## Verilen görev 1:
Metnin bir bölümünü aynen tekrar verin: "Nefesleri yeter mi" sözlerinin geçtiği yerden başlayın ve "çok daha önemlidir." sözlerinden sonra durun.

Ergün Diler

ERGÜN DİLER

Tarihi 3 Aralık 2022

Rıfkın masası!

UZUN zamandır 6'lı masanın AVRUPA için bir çıkış yolu olduğunu yazıyorum.
Yerelden sıyrılıp bakıldığında durum gerçekten de böyle. Zaten Kemal Bey'in Jeremy Rifkin ile çalışacak olması, KONUMUNU anlatması açısından son derece faydalı. Aynı ekolden çok sayıda oyuncu, Kemal Bey ve 6'lı masa ile yürüyecektir.
Nefesleri yeter mi o bilinmez. Ancak oyun, kendi kalıpları içinde olması gerektiği gibi gidiyor. Benim için küçük bir sürpriz bile yok.
AK PARTİ'nin MHP'nin ve Başkan Erdoğan'ın karşısında yer alan ekibin bir araya gelmesi de beklenmeyen bir şey değil. Bence karşıdaki ittifak sayısını daha da artıracaktı. Bu nedenle Haziran 2023'e sadece bizi ilgilendiren bir seçim diye bakarsanız, yazdıklarım sizi kapsamaz. Olay, bizim sandığımızdan çok daha ileride, çok daha önemlidir.
Çok uzun zamandır ABD'nin bir şekilde AVRUPA BİRLİĞİ'ni tasfiye etmek istediğini yazıyorum. Örneklerle anlatıyorum. En son yaşanan Rusya-Ukrayna Savaşı da bunun için kurgulanan bir operasyondu. Ancak bizde alışkanlık gereği sadece sahne önüne odaklanabiliyoruz. Oysa gördüklerimizin pek çoğu sahte!
Gerçek arkada! Görünmeyen kısımda...
Açalım...
Yine Jeremy Rifkin üzerinden gidelim... Bakalım yazdıklarımla Rifkin'in söyledikleri arasında bir bağ kurabilecek misiniz?
Rifkin önemli bir beyin.
Önemli eserleri var. Değiştirmek istediği, hayal ettiği bir dünya var.
Rifkin, küresel ölçekte konumunu aslında kitaplarıyla söylüyordu.
Yazdıkları netti. Ortada bir soru işareti de bulunmuyordu. Rifkin'in yazdığı "Avrupa Rüyası: Avrupa'nın Gelecek Vizyonu Amerikan Rüyasını Nasıl Sessizce Gölgeliyor" kitabı ABD karşısında AVRUPA'nın aldığı, alacağı rolü tanımlıyordu.

## Sağlanan veriler:

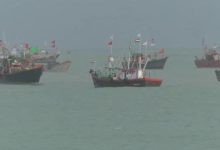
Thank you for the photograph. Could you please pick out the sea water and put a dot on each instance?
(65, 112)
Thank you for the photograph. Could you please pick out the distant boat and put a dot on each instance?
(18, 73)
(44, 58)
(211, 58)
(122, 79)
(158, 62)
(217, 73)
(58, 67)
(119, 77)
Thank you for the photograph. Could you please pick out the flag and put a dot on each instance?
(138, 38)
(53, 44)
(152, 42)
(162, 51)
(110, 42)
(26, 46)
(145, 43)
(1, 44)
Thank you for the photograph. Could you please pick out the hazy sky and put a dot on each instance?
(87, 24)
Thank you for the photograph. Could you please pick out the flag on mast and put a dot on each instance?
(110, 41)
(152, 42)
(145, 43)
(138, 38)
(53, 44)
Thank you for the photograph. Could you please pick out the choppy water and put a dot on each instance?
(65, 112)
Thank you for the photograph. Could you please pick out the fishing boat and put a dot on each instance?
(19, 73)
(217, 73)
(131, 77)
(58, 66)
(156, 62)
(112, 76)
(44, 57)
(211, 58)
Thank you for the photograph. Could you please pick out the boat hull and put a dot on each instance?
(58, 67)
(204, 63)
(217, 73)
(25, 76)
(109, 82)
(152, 64)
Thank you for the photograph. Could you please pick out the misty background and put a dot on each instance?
(88, 24)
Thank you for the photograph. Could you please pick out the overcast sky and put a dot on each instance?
(87, 24)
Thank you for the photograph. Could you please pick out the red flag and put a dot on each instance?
(161, 51)
(138, 38)
(110, 43)
(1, 44)
(26, 46)
(53, 44)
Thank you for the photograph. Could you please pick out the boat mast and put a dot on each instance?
(110, 59)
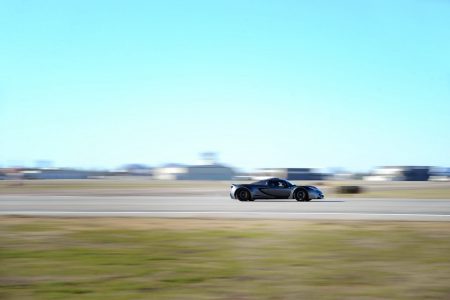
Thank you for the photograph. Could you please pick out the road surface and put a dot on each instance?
(224, 207)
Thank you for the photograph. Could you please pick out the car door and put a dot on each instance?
(276, 189)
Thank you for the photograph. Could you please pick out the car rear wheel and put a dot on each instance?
(243, 195)
(301, 195)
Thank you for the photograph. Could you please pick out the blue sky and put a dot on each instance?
(353, 84)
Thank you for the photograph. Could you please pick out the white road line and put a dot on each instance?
(218, 212)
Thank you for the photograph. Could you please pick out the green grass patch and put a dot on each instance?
(120, 258)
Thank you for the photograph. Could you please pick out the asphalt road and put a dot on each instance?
(224, 207)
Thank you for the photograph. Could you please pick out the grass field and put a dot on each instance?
(139, 258)
(146, 187)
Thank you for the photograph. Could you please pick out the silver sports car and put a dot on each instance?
(274, 188)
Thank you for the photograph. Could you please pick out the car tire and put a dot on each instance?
(243, 195)
(301, 195)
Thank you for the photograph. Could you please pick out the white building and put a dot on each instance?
(194, 172)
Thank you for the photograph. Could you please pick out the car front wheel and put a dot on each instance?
(301, 195)
(243, 195)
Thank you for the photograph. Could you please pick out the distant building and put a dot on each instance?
(193, 172)
(138, 170)
(400, 173)
(170, 172)
(289, 174)
(55, 174)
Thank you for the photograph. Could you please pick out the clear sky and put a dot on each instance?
(353, 84)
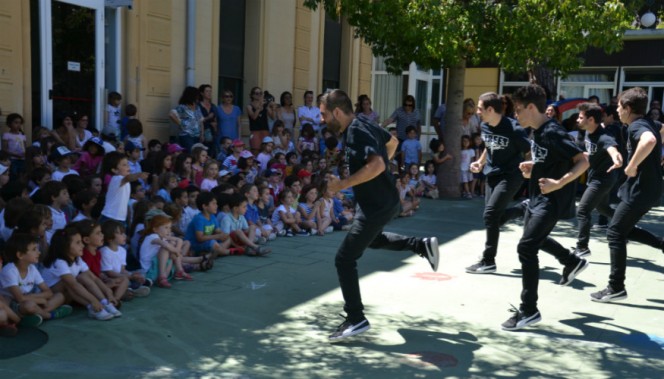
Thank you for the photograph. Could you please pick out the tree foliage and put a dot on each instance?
(516, 35)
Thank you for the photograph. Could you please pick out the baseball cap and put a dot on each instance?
(199, 145)
(303, 173)
(174, 148)
(130, 146)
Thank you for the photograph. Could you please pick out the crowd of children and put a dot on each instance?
(101, 223)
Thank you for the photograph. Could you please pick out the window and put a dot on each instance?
(231, 48)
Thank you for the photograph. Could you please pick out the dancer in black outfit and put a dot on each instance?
(367, 150)
(641, 191)
(556, 163)
(506, 144)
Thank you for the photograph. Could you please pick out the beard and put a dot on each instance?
(334, 126)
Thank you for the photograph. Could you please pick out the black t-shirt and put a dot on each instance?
(597, 145)
(506, 143)
(646, 187)
(552, 150)
(361, 140)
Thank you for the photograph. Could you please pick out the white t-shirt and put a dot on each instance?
(149, 250)
(208, 184)
(86, 136)
(10, 277)
(57, 175)
(52, 275)
(113, 260)
(135, 238)
(117, 199)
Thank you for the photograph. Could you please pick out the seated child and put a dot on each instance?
(235, 225)
(21, 281)
(65, 272)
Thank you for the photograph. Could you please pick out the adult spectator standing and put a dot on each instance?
(506, 145)
(286, 112)
(368, 149)
(439, 120)
(209, 112)
(258, 111)
(188, 117)
(405, 116)
(228, 115)
(308, 113)
(641, 191)
(556, 163)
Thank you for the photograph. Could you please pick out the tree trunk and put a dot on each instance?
(447, 174)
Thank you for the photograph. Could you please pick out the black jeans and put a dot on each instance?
(621, 228)
(538, 224)
(500, 190)
(596, 196)
(362, 234)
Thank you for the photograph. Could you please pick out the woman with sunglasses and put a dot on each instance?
(404, 117)
(229, 119)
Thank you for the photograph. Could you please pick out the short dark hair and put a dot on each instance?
(204, 198)
(591, 110)
(18, 243)
(109, 228)
(531, 94)
(491, 99)
(50, 190)
(636, 99)
(337, 99)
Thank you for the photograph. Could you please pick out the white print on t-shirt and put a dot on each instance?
(591, 148)
(538, 153)
(494, 142)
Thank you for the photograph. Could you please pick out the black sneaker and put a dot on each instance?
(431, 251)
(348, 329)
(607, 295)
(520, 320)
(571, 271)
(482, 267)
(581, 252)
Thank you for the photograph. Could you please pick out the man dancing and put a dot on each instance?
(367, 150)
(506, 143)
(641, 191)
(556, 162)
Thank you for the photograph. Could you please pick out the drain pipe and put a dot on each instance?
(191, 40)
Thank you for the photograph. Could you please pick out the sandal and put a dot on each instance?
(163, 282)
(206, 264)
(181, 275)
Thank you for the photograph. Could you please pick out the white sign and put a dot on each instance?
(74, 66)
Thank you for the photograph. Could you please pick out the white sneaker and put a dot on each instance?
(110, 308)
(102, 315)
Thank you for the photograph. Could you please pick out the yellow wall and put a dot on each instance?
(15, 66)
(479, 81)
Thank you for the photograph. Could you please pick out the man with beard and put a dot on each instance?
(367, 150)
(506, 143)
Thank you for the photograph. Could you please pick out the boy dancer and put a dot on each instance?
(641, 191)
(368, 150)
(506, 143)
(556, 163)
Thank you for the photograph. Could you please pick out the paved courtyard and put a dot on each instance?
(269, 317)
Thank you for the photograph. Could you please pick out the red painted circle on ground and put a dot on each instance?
(433, 276)
(440, 360)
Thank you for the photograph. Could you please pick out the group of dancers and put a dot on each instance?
(550, 159)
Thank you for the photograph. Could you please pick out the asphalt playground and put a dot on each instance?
(269, 317)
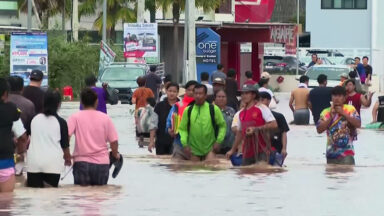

## Verilen görev 2:
Girdilerde "the man with" ifadesinin geçtiği satırdan başlayıp girdilerin sonuna kadar olan satırları, iki uç da dahil olmak üzere, harfi harfine yazıya geçirin. Resimleri cevaba almayın.

## Görev yanıtı 1:
Nefesleri yeter mi o bilinmez. Ancak oyun, kendi kalıpları içinde olması gerektiği gibi gidiyor. Benim için küçük bir sürpriz bile yok.
AK PARTİ'nin MHP'nin ve Başkan Erdoğan'ın karşısında yer alan ekibin bir araya gelmesi de beklenmeyen bir şey değil. Bence karşıdaki ittifak sayısını daha da artıracaktı. Bu nedenle Haziran 2023'e sadece bizi ilgilendiren bir seçim diye bakarsanız, yazdıklarım sizi kapsamaz. Olay, bizim sandığımızdan çok daha ileride, çok daha önemlidir.

## Görev yanıtı 2:
Thank you for the photograph. Could you please pick out the man with beard and put a dot on each instance?
(367, 150)
(506, 143)
Thank you for the photograph. Could you please pick out the boy dancer and put a dot on each instance?
(641, 191)
(368, 150)
(506, 143)
(556, 163)
Thank you for the photograph. Could you please pick out the paved courtyard and put a dot on each instance?
(269, 317)
Thank you for the photograph. Could you please pick out the red painted circle on ground and put a dot on each instance?
(433, 276)
(440, 360)
Thank you for the photograph. Could you please pick out the group of dancers and put a dot on each instance?
(550, 159)
Thank you for the photograph. Could you please pick out the asphalt playground and put a dot on each instance?
(269, 317)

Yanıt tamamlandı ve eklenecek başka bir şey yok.